▶ _PAGE_

· · · · · · ·

That might sound impossible given that the contribution limit for a 401(k) plan this year is just $19,500.

But it is doable if you know what you’re doing.

My advice today is only relevant if you’re over 40 and earn a high income of at least a couple hundred thousand dollars as a business owner. If that’s not you, don’t fret. Simply maxing out your 401(k) every year will get you well on your way to financial freedom.

But if you happen to over 40 and are enjoying a nice run in your business, you have options that are simply not available to the rank and file.

Options to Max Out Your Account

Al has a 401(k) plan, just like you and me. And he maxes his account out every year.

But he also pairs his 401(k) plan with a good old-fashioned defined benefit pension plan and gets to dump in an extra $100,000 as a result.

These are how the numbers shake out.

As I mentioned earlier, the current maximum salary deferral in a 401(k) plan is $19,500. That max gets bumped up to $26,000 if you’re 50 or older — though my friend Al is not.

Additionally, he’s able to stash away up to 6% of his salary via profit sharing, which also gets put in the 401(k) plan. The IRS caps the salary you can use in the calculation at $285,000, making his maximum profit-sharing contribution $17,100 for 2020.

It’s worth mentioning that his income is much higher than $285,000, but the IRS limits the salary you can use for matching or profit-sharing purposes to that figure.

Between the 401(k) salary deferrals and the profit-sharing, he’s able to shield $36,600 from the taxman in 2020.

And now let’s get to the fun part.

The Art of Supersizing

He supersizes his account with an additional $100,000 by contributing to a defined benefit pension plan. If he was older and closer to retirement, that number could actually be a good deal higher.

Traditional defined benefit pension plans are a nightmare for companies to administer and can be wildly expensive. This is why most large companies have opted to drop them and switch to defined contribution plans like 401(k)s.

But you wouldn’t necessarily mind the burden of funding a pension plan if you were the plan’s only participant and all the benefits went directly to you. And that’s exactly how this arrangement works.

· · · · · · ·

▶ _THINGS TO DO_
1. List every distinct dollar amount written as a figure in the piece on supersizing 401(k) savings, in the order each first appears.
2. Carry on the piece about supersizing 401(k) savings, starting right after its last sentence.

· · · · · · ·

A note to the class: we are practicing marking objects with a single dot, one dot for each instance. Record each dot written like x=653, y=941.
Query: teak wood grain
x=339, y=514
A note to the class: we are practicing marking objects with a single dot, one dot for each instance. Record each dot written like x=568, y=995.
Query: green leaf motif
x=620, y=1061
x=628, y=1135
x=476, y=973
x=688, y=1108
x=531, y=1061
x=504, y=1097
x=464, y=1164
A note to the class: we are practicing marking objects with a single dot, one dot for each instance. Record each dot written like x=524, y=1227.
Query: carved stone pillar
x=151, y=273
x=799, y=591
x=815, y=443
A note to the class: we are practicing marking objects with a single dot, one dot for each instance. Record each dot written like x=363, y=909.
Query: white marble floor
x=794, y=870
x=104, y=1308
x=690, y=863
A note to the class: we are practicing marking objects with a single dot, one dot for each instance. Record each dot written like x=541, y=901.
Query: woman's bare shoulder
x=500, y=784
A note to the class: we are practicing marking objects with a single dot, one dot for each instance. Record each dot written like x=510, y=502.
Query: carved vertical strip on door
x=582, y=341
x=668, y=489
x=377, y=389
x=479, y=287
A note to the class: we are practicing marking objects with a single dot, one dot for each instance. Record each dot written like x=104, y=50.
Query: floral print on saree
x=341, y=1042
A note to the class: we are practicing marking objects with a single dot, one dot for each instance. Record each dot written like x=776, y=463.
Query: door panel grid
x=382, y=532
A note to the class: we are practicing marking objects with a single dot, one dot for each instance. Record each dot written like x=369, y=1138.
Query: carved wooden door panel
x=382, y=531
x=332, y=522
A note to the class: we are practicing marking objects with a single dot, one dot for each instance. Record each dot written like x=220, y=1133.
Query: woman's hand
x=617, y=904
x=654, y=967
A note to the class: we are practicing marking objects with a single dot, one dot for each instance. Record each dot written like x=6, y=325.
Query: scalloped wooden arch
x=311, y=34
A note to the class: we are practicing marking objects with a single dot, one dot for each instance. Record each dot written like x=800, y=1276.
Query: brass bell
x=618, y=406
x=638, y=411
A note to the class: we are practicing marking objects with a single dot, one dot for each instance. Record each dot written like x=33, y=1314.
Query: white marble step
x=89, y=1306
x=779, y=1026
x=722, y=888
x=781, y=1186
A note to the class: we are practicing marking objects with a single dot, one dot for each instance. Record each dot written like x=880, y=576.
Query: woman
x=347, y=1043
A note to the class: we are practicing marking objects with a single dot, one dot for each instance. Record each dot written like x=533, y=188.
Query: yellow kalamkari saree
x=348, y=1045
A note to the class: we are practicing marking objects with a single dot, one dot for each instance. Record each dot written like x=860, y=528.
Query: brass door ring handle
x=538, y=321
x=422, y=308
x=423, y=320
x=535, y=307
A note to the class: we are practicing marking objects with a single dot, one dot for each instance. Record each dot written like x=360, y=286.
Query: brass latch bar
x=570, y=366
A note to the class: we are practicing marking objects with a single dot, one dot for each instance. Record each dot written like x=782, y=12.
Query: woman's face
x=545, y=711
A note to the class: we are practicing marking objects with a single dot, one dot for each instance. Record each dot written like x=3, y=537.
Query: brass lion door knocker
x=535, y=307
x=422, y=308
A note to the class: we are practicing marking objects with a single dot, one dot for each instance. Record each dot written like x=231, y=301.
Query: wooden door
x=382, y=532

· · · · · · ·

▶ _SOLVED PROBLEMS_
1. $19,500, $100,000, $26,000, $285,000, $17,100, $36,600

2.
With the help of a professional, Al created a pension plan in which he is the only participant. Under current actuarial assumptions, he’s able to contribute about $100,000 per year, all tax free. When the plan reaches a value of approximately $3 million, he’ll have to stop making new contributions. At that point, he can simply shut down the plan and roll it into a traditional IRA plan to avoid the hassle of administering the pension.

If any of this sounds complicated… it’s because it is.

Don’t try setting one of these up without professional help because mistakes can be costly and result in tax penalties. The good news is that there are plenty of companies that specialize in setting up these kinds of arrangements, and the costs generally aren’t unreasonable.

A Couple Things to Keep in Mind

First, the existence of the defined benefit plan slightly reduces the amount of money you can stash into a 401(k) plan. Between salary deferrals and profit-sharing, you can put up to $57,000 into a 401(k) plan in 2020, or $63,500 if you’re 50 or older.

Under my friend Al’s arrangement, he can only contribute $36,600. But he can dump the extra $100,000 into the defined benefit plan, bringing his total to nearly $140,000.

So, unless you’re wanting to put more than $63,500 into your retirement plan, it doesn’t make sense to mess with the defined benefit plan.

Again, this isn’t something you’d want to try alone. You really need a professional actuary to verify the numbers lest you get yourself into a real tax mess.

But if you’re looking to really supersize your retirement savings, this is the single best way I’ve ever seen to do it.

I can’t give specific tax advice, of course. But I do cover topics like this in my income newsletter Peak Income.

Click here to learn more about how you can join the fold.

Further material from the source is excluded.